__Material provided__:
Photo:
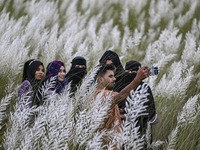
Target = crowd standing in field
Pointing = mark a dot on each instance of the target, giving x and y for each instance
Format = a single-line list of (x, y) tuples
[(111, 79)]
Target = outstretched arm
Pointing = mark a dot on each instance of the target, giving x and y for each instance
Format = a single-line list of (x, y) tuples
[(122, 95)]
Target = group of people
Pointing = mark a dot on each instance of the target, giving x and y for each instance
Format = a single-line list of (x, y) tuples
[(112, 78), (34, 77)]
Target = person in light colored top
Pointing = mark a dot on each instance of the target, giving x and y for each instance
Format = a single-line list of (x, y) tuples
[(106, 81)]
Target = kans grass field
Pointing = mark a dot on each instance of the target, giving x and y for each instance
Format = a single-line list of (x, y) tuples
[(162, 33)]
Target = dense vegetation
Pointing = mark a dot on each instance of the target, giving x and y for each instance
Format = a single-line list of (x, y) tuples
[(163, 33)]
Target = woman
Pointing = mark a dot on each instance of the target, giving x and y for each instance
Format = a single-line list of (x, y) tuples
[(110, 57), (57, 69), (33, 74), (77, 72)]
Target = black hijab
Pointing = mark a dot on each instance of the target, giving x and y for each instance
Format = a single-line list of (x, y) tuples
[(30, 67), (110, 55), (75, 74)]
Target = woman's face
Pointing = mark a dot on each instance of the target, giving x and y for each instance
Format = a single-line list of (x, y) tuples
[(61, 74), (39, 74)]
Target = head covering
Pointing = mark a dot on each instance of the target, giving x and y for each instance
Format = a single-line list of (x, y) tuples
[(53, 69), (132, 65), (78, 60), (30, 67), (75, 74), (110, 55)]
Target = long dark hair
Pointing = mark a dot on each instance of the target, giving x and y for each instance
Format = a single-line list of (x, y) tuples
[(30, 67)]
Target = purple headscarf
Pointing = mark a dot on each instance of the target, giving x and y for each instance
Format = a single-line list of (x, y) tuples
[(53, 70)]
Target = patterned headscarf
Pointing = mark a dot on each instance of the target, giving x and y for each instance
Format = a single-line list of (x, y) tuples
[(53, 70)]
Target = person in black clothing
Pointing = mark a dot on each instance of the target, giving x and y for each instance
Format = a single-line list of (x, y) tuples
[(110, 57), (32, 80), (77, 72)]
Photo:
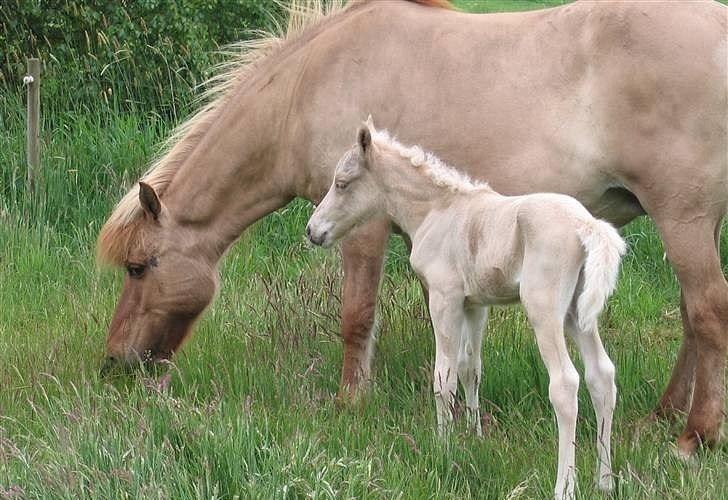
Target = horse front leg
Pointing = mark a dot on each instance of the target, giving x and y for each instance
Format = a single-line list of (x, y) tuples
[(362, 255), (678, 395)]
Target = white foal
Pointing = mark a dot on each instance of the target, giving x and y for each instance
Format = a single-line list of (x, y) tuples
[(472, 248)]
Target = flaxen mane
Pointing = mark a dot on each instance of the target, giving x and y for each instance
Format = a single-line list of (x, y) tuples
[(121, 230), (439, 172)]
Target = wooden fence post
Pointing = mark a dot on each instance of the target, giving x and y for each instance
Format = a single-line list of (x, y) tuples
[(32, 80)]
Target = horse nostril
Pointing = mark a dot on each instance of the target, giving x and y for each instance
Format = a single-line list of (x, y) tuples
[(107, 365)]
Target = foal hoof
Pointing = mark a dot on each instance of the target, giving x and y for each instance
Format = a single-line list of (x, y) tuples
[(606, 483), (688, 444)]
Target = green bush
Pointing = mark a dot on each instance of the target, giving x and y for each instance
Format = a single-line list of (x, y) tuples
[(131, 54)]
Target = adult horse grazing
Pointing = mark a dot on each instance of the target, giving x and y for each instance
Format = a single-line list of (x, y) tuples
[(619, 104), (473, 247)]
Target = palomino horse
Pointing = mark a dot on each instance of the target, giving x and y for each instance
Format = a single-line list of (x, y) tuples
[(619, 104), (472, 248)]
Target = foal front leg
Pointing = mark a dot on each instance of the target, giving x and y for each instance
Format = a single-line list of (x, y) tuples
[(362, 256), (446, 309), (469, 363)]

__Action item__:
Type out all of the records exactly, leaving out any picture.

__Result below__:
Photo:
Target = crowd standing in field
Pointing = mark a dot on each instance of the target, giving x and y for each instance
Format = a single-line list of (x, y) tuples
[(111, 79)]
Target = outstretched arm
Pointing = mark a dot on each instance of the target, giving x and y for each instance
Format = a single-line list of (x, y) tuples
[(122, 95)]
Target = group of people
Pointing = mark a dot on each instance of the target, giving x and y for each instance
Format = a single-line list of (x, y) tuples
[(112, 78), (34, 77)]
Target = person in light colored top
Pointing = mark a dot on each instance of the target, giving x and y for each instance
Format = a single-line list of (x, y) tuples
[(106, 81)]
Target = kans grass field
Pointing = mark a dot on each instance of the target, giving x and y for each instance
Format = a single-line list of (x, y) tuples
[(162, 33)]
Target = dense vegetation
Pointing = mark a dot on each instance of the target, giving x and y for each instance
Format = a single-line list of (x, y) tuples
[(163, 33)]
Target = woman
Pointing = mark a dot on each instance of the target, giving x and y for each instance
Format = a single-line list of (x, y) tuples
[(110, 57), (57, 69), (33, 74), (77, 72)]
Target = black hijab
Pointing = mark a dot on each instance of the target, giving x and y for each instance
Format = a single-line list of (x, y) tuples
[(30, 67), (110, 55), (75, 74)]
Target = woman's face
Pointing = mark a dot on each instance of the target, giving x and y for each instance
Format = a single-line list of (x, y) tuples
[(61, 74), (39, 74)]
Target = head covering
Pointing = mark a dot on each instance of the target, giving x and y for each instance
Format = a single-line list of (x, y) tuples
[(53, 69), (132, 65), (78, 60), (30, 67), (75, 74), (110, 55)]
Target = long dark hair
Pointing = mark a dot on each instance of the target, giving x and y for each instance
Format = a single-line list of (x, y) tuples
[(30, 67)]
Target = purple headscarf
Pointing = mark a dot on each instance of the target, giving x and y for each instance
Format = a single-line list of (x, y) tuples
[(53, 70)]
Target = patterned headscarf
Pointing = mark a dot on each instance of the target, giving x and y for each instance
Format = a single-line list of (x, y) tuples
[(53, 70)]
Target = person in black clothing
Pointing = mark a dot on each instance of the target, giving x and y for each instance
Format = a single-line list of (x, y) tuples
[(110, 57), (32, 80), (77, 72)]
Photo:
Target = horse front leg
Pointing = mark a dot on each instance of the target, giving x and y for each instance
Format = a single-line list of (x, y) tuples
[(362, 255), (678, 395)]
Target = white foal
Pointing = mark a dot on each instance of the target, giving x and y for each instance
Format = a single-line list of (x, y) tuples
[(472, 248)]
Target = flaxen mane
Pointing = mark a dot on each instance of the target, giving x and y for each instance
Format = a single-line list of (x, y) tuples
[(121, 230), (439, 172)]
Target = wooden fence post
Pointing = mark a dot on each instance of the target, giving x and y for each instance
Format = a single-line list of (x, y) tuples
[(32, 80)]
Target = horse nostril
Pointing = mark a dot on each instance of the target, giving x and y for each instance
Format = a single-line list of (x, y) tuples
[(107, 365)]
Target = foal hoof
Pointing = mark a dot on each instance of the target, giving x and y for each instance
Format = a single-line list of (x, y) tuples
[(606, 483), (688, 444)]
Target = green bush
Pointing = mark a dot on each instance of the target, giving x and y for each instance
Format = a single-line list of (x, y) tuples
[(131, 54)]
Target = adult horse grazing
Pointing = mark a dot on each instance of the target, giving x and y for each instance
Format = a single-line list of (x, y) tuples
[(619, 104), (473, 247)]
Target = palomino horse
Pointing = mark a dot on each instance of the target, giving x and y for each instance
Format = a single-line list of (x, y) tuples
[(619, 104), (472, 248)]
Target = foal front leg
Pointing = mark a dot on each instance of the target, giving x and y for each instance
Format = a single-line list of (x, y) tuples
[(362, 256), (446, 309), (469, 363)]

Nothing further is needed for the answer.